**CONSIGNE:**
D'après le texte sur l'informatique quantique, à quelle température les qubits doivent-ils fonctionner ?

**TEXTE SOURCE:**
****
Comme son nom l’indique, l’informatique quantique exploite la nature quantique fondamentale de la matière au niveau subatomique pour offrir la possibilité d’augmenter considérablement la puissance de calcul. Les ordinateurs classiques fonctionnent avec un système binaire : celui des chiffres 0 et 1 (d’où le terme numérique). Ces 0 et 1, les bits, sont traduits dans le monde physique en petits courants électriques qui sont produits dans des transistors. Sur une puce moderne de pointe se trouvent des milliards de transistors, capables d’effectuer des opérations complexes en quelques secondes. Mais quels que soient les progrès de la miniaturisation, il arrivera un moment où l’on ne pourra plus faire tenir de transistors sur une seule puce.

L’informatique quantique fait tomber ces barrières physiques avec une proposition qui défie l’entendement : au lieu d’utiliser des transistors qui peuvent générer des états 0 ou 1, elle utilise des bits dits quantiques, ou qubits, qui peuvent être à 0 ou 1 et aussi dans une superposition des deux états. Cette superposition d’états, ainsi que d’autres propriétés comme l’intrication quantique, est ce qui rend possible une puissance de calcul exponentiellement plus élevée (le nombre d’opérations croît de façon exponentielle, deux fois n). Avec deux qubits, vous pouvez effectuer quatre opérations ; avec 10, 1 024, et ainsi de suite.

Son développement

Le développement de l’infrastructure nécessaire pour accueillir et exploiter les qubits est extrêmement complexe. Ils utilisent des micro-ondes, des pièges à ions ou des anneaux supraconducteurs. Les ingénieurs ont dû faire face à des problèmes tels que le refroidissement du processeur (les qubits doivent fonctionner à des températures proches du zéro absolu, -273 degrés Celsius) ou l’isolation totale de leur environnement, car toute interaction (comme le bruit) peut les déstabiliser.

Il est difficile de savoir jusqu’où iront ces nouveaux ordinateurs s’ils continuent à être perfectionnés. Pour l’instant, on s’attend à ce qu’ils stimulent considérablement la recherche sur les nouveaux matériaux, le développement de médicaments, l’exploration de l’univers ou la résolution de problèmes liés à l’apprentissage automatique, la technique d’intelligence artificielle la plus prometteuse du moment.

La cryptographie d’aujourd’hui serait exposée lorsque l’informatique quantique atteindrait un certain degré de maturité. « Si vous créez une technologie révolutionnaire, vous avez également la responsabilité d’atténuer les risques qui l’accompagnent », déclare M. Nazario. « Dans ce cas, d’autres mécanismes cryptographiques ont été développés que l’informatique quantique ne peut pas briser. Les institutions qui souhaitent préserver la sécurité de leurs données pendant des décennies devraient déjà s’intéresser à ces méthodes.
****
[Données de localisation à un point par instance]
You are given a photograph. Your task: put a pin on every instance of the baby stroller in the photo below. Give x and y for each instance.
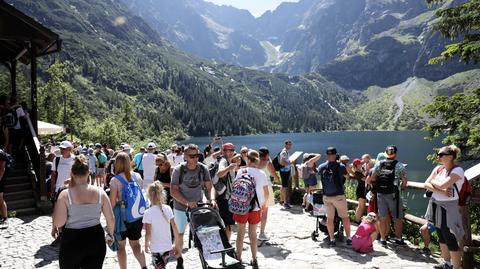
(209, 237)
(319, 212)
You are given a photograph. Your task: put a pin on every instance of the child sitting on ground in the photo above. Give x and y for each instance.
(366, 233)
(157, 220)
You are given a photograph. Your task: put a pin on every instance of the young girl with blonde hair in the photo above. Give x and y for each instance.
(157, 221)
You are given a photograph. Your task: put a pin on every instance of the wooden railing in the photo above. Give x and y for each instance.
(472, 173)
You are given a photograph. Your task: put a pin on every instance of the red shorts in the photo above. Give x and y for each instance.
(252, 217)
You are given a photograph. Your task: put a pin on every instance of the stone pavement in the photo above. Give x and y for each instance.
(25, 244)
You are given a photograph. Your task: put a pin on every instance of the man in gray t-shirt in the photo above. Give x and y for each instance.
(188, 179)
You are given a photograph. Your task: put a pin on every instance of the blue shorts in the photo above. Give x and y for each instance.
(181, 220)
(311, 181)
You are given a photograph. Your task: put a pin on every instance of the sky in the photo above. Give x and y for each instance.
(256, 7)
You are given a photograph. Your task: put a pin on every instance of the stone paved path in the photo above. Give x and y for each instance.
(25, 244)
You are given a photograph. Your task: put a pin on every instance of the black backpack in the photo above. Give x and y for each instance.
(276, 162)
(10, 118)
(385, 183)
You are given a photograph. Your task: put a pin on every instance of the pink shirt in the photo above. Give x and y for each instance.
(361, 241)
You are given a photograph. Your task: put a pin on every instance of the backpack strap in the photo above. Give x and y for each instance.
(141, 159)
(182, 173)
(57, 161)
(69, 197)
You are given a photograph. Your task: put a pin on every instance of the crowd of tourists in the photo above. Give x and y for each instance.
(13, 115)
(240, 186)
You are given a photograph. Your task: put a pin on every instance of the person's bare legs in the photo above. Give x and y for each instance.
(383, 228)
(398, 228)
(3, 206)
(360, 209)
(137, 251)
(122, 254)
(263, 221)
(346, 224)
(456, 257)
(240, 237)
(425, 235)
(228, 231)
(330, 228)
(445, 253)
(252, 235)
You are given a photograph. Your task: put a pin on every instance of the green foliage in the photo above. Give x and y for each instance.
(459, 22)
(127, 74)
(459, 119)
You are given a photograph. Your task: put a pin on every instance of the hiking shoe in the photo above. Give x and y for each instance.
(3, 223)
(426, 251)
(57, 241)
(179, 263)
(263, 237)
(254, 264)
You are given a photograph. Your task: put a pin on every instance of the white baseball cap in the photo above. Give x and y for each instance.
(65, 144)
(151, 145)
(126, 148)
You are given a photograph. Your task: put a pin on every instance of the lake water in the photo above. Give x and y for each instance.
(412, 150)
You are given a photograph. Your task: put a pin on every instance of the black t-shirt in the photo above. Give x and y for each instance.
(163, 177)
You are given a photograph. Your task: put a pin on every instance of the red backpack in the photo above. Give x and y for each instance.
(465, 193)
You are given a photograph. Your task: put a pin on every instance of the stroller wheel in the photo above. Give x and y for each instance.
(314, 235)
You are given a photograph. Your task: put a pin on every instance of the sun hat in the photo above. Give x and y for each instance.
(228, 146)
(357, 162)
(151, 145)
(65, 144)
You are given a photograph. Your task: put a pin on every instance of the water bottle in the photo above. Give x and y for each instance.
(430, 228)
(123, 210)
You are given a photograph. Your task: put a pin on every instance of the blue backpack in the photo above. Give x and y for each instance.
(133, 203)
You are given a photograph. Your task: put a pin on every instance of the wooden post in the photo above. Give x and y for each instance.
(467, 259)
(41, 174)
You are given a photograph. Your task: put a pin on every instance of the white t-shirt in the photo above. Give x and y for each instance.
(20, 113)
(444, 177)
(175, 159)
(149, 166)
(260, 181)
(64, 170)
(209, 160)
(161, 239)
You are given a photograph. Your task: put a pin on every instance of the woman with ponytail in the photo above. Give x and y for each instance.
(157, 221)
(79, 209)
(445, 182)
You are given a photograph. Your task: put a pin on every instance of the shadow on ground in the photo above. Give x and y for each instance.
(47, 255)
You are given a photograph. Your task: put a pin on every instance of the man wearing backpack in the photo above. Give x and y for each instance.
(248, 197)
(3, 178)
(61, 171)
(149, 166)
(389, 176)
(332, 175)
(138, 160)
(15, 128)
(102, 160)
(188, 180)
(226, 174)
(285, 174)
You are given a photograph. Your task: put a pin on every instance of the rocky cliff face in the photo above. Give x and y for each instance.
(356, 43)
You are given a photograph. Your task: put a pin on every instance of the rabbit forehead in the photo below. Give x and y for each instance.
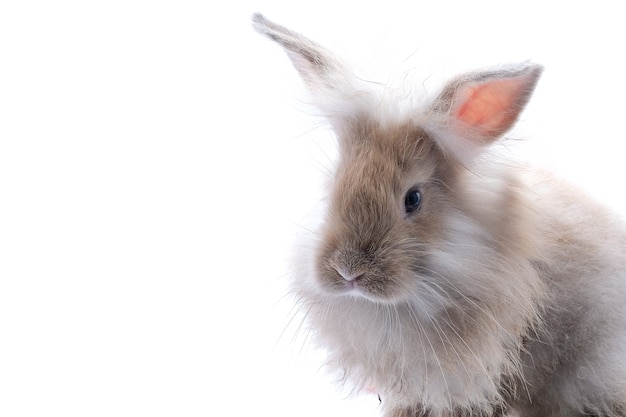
****
**VOTRE RÉPONSE:**
À des températures proches du zéro absolu, soit -273 degrés Celsius.